Problem description
Reproduce the records from their start through the line containing "positive clicks: (353, 252) (364, 245)", substituting "initial mask" for "rough mask" and changing nothing else.

────────────────────

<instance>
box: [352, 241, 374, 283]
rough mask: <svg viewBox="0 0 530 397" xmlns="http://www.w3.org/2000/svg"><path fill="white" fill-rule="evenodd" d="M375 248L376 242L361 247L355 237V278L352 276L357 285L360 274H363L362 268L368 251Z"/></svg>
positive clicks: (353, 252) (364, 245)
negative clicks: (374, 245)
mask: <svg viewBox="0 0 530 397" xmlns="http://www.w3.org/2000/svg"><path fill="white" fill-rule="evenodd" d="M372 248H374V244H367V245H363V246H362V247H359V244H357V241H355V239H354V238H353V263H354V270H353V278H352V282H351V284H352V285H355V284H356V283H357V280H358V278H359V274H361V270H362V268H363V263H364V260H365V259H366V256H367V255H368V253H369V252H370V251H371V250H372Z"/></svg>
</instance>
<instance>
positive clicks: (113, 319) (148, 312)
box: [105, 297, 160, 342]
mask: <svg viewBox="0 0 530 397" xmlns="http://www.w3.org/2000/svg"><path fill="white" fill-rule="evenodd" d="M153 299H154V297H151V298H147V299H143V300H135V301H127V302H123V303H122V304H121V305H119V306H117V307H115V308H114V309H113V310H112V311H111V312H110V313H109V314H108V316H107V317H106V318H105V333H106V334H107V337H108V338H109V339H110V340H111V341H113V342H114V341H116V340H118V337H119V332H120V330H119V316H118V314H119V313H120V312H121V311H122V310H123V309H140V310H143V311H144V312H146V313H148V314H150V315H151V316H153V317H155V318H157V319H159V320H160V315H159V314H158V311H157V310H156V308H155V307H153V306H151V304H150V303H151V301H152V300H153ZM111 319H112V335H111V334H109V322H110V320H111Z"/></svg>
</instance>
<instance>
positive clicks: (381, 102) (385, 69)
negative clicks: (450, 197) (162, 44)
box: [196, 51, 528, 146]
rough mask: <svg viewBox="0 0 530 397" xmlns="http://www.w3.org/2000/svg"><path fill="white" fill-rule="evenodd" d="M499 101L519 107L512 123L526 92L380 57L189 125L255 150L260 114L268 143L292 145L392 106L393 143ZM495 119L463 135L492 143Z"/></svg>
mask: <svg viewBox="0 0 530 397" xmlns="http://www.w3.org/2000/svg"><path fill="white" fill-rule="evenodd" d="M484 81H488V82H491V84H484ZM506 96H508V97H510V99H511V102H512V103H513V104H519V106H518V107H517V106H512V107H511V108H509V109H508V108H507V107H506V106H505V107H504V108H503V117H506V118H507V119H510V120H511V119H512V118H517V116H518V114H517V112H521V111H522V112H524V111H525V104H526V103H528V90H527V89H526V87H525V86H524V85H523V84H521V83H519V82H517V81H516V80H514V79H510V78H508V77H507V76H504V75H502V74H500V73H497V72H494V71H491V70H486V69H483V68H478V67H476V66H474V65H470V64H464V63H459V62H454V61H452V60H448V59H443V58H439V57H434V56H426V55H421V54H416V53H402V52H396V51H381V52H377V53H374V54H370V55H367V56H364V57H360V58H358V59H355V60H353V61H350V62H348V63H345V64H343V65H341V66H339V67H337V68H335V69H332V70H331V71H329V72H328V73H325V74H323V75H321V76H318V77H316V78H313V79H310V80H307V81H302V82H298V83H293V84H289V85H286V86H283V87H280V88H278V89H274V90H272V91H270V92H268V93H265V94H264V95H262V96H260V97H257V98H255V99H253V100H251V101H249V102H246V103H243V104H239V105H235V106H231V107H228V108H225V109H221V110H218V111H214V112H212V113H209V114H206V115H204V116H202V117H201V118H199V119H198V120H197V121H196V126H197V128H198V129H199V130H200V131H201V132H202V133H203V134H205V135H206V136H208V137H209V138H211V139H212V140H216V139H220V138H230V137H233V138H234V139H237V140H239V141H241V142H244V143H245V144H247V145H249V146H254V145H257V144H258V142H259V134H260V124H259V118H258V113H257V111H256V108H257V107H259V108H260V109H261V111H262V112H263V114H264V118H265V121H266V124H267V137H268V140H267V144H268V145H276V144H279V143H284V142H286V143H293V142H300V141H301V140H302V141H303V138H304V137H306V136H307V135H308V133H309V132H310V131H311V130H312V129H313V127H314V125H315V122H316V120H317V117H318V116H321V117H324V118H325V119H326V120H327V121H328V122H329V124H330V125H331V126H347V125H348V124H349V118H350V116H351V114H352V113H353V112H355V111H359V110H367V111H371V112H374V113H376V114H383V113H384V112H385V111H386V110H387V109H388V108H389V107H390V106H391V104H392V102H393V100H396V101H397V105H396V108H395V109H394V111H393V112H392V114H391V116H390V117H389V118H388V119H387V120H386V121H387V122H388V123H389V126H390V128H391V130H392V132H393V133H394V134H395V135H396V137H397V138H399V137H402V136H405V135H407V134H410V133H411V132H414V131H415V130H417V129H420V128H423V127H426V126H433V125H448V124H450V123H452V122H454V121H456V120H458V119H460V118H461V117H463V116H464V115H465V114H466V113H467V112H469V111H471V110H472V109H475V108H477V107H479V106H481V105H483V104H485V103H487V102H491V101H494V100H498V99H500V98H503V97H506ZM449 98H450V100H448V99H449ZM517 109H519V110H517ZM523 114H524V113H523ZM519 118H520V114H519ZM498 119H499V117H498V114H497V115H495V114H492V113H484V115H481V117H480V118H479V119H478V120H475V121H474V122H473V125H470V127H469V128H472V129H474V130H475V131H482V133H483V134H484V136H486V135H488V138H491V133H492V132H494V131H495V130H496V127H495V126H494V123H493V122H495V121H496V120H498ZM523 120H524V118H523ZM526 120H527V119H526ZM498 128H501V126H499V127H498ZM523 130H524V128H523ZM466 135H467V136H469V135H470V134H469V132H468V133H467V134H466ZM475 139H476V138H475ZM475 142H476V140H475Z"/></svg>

────────────────────

Completed exercise
<instance>
box: [352, 241, 374, 283]
initial mask: <svg viewBox="0 0 530 397" xmlns="http://www.w3.org/2000/svg"><path fill="white" fill-rule="evenodd" d="M375 248L376 242L361 247L355 237V278L352 276L357 285L360 274H363L362 268L368 251Z"/></svg>
positive clicks: (353, 252) (364, 245)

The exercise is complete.